(Pointing dataset excerpts)

○ ○ ○ ○ ○

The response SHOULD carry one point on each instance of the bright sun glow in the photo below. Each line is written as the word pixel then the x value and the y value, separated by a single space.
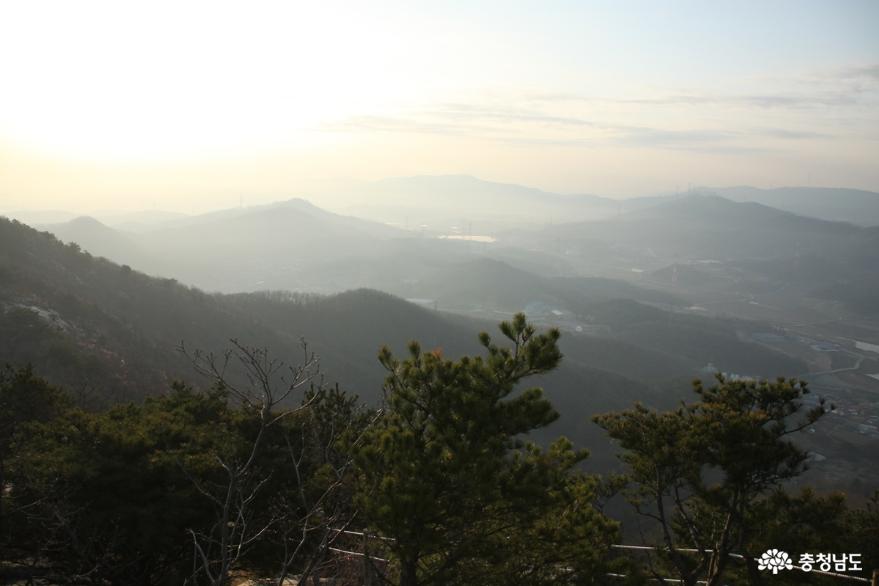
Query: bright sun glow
pixel 120 79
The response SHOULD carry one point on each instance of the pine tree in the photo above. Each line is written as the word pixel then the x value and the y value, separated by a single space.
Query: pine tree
pixel 446 472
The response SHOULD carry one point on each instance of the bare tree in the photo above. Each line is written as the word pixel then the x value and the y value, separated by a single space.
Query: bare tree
pixel 263 386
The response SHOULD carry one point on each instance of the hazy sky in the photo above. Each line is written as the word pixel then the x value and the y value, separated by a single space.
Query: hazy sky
pixel 191 105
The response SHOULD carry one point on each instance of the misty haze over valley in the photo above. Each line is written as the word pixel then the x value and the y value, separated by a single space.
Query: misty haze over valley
pixel 439 294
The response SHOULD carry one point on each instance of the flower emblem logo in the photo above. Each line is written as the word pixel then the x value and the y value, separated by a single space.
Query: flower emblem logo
pixel 775 560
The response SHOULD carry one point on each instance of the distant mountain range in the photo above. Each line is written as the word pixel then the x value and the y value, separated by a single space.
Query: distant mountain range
pixel 826 203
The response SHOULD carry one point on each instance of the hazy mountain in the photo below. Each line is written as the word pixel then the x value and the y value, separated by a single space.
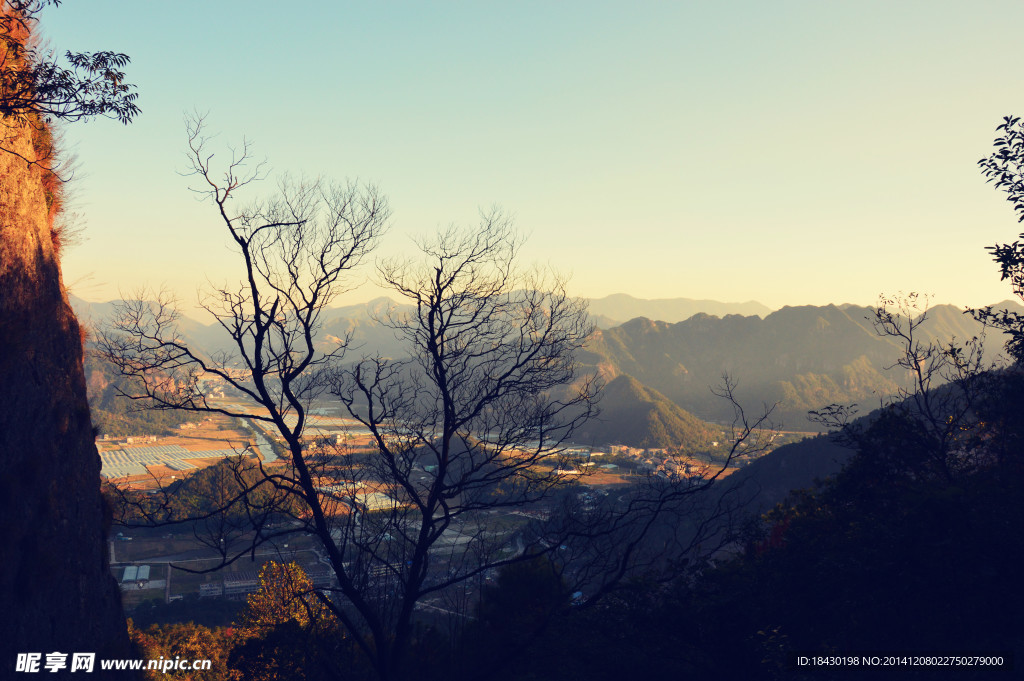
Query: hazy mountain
pixel 804 357
pixel 621 307
pixel 635 415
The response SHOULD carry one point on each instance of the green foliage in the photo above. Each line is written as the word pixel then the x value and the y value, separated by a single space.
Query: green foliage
pixel 1005 169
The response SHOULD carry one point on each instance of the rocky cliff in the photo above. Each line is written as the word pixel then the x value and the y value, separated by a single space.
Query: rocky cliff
pixel 56 593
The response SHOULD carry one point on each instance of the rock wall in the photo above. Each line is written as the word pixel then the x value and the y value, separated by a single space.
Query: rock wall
pixel 56 593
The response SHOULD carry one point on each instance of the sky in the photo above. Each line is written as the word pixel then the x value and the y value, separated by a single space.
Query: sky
pixel 790 153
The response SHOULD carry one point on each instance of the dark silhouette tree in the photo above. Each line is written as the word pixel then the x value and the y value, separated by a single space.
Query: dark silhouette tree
pixel 1005 169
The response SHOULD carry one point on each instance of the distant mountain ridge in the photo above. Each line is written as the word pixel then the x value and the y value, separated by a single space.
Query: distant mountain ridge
pixel 635 415
pixel 621 307
pixel 803 357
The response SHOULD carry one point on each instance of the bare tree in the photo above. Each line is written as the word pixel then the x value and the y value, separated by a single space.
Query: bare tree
pixel 296 252
pixel 474 420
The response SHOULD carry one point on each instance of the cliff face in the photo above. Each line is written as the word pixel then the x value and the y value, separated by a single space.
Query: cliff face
pixel 56 593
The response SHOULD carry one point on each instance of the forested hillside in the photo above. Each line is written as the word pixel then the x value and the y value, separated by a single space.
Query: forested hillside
pixel 803 357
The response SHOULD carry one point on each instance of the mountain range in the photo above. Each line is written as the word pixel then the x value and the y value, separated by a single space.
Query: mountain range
pixel 659 374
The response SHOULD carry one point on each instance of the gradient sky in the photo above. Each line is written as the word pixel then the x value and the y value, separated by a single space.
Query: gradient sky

○ ○ ○ ○ ○

» **Set problem**
Format all of the data above as a numbered list, one line per item, with blank lines dropped and the pictures left out.

» **Answer below**
1. The response SHOULD carry one point on each instance of the bright sun glow in the photo below. Each line is written as the word pixel then the x value and the y value, separated by a single space.
2. Query: bright sun glow
3. pixel 120 79
4. The response SHOULD carry one point on each instance of the pine tree in the photo above. Each line is written as the word pixel then the x value and the y value, separated by a single space.
5. Query: pine tree
6. pixel 446 472
7. The response SHOULD carry one point on each instance of the bare tree in the photo above. Each line is written as the word pixel then the x value and the y value, separated by a single space.
8. Query: bare tree
9. pixel 263 386
10. The response SHOULD carry one point on each instance of the hazy sky in the photo above. Each line is written as the word pixel then the x value and the y value, separated by a single space.
11. Query: hazy sky
12. pixel 191 105
13. The response SHOULD carry one point on each instance of the misty haze over valley in the photo above. Each line is written as the word pixel then the x value and the y value, separated by a single space.
14. Query: misty haze over valley
15. pixel 439 294
16. The response SHOULD carry one point on each instance of the flower emblem logo in the photo above. Each line is written as the word pixel then the x value and the y value, separated by a single space.
17. Query: flower emblem logo
18. pixel 775 560
19. The response SHOULD carry one point on each instance of the distant mountain range in the photo above. Each line is written as the word pixel then the x value and the y value, separated by a single space.
20. Query: distant mountain range
21. pixel 826 203
22. The response SHOULD carry one point on each instance of the hazy mountain in the photo below. Each line is written as the word pixel then the x value and the y value, separated by a single space.
23. Query: hazy mountain
24. pixel 804 357
25. pixel 621 307
26. pixel 635 415
27. The response SHOULD carry one point on each instance of the green foliage in the photo above. Each line is written as the word pixel then the x value and the y value, separated by a single space.
28. Query: green foliage
29. pixel 1005 169
30. The response SHOULD carry one point on each instance of the rocky cliff in the photo above. Each line is written as the word pixel then the x value and the y value, separated by a single space.
31. Query: rocky cliff
32. pixel 56 593
33. The response SHOULD carry one point on each instance of the rock wall in the photo above. Each line is written as the word pixel then the x value and the y value, separated by a single space.
34. Query: rock wall
35. pixel 56 593
36. The response SHOULD carry one point on each instance of the sky in the photo above. Each line is written as the word pixel then the x value and the y value, separated by a single space.
37. Query: sky
38. pixel 790 153
39. The response SHOULD carry one point on each instance of the dark silhouette tree in the photo above. Each line is written as the word pixel then the x value and the y value, separated by a single space.
40. Query: dark silhouette tree
41. pixel 1005 169
42. The response SHOULD carry one point on each instance of the distant mountain ridge in the photo above. Each line is written as the word pixel then the x value and the y value, separated by a single space.
43. Query: distant mountain ridge
44. pixel 635 415
45. pixel 621 307
46. pixel 803 357
47. The response SHOULD carry one point on each instance of the bare tree in the photo above. Each line is written as the word pixel then the x value and the y value, separated by a single space.
48. Query: bare tree
49. pixel 296 252
50. pixel 474 420
51. The response SHOULD carry one point on each instance of the cliff face in the photo above. Each line is written as the word pixel then the x value and the y value, separated by a single space.
52. Query: cliff face
53. pixel 56 593
54. The response SHOULD carry one point on each instance of the forested hillside in the photo above. Each line is written as the word pixel then the x value and the y value, separated by a single space.
55. Query: forested hillside
56. pixel 803 357
57. The response SHOULD carry one point on each instance of the mountain range in the photo above. Each line is written as the word pixel then the x value and the y value, separated by a single space.
58. Query: mountain range
59. pixel 659 374
60. The response SHOULD carry one point on each instance of the gradient sky in the photo above. Each line is written as the word pixel then the x value and the y value, separated by a single space.
61. Query: gradient sky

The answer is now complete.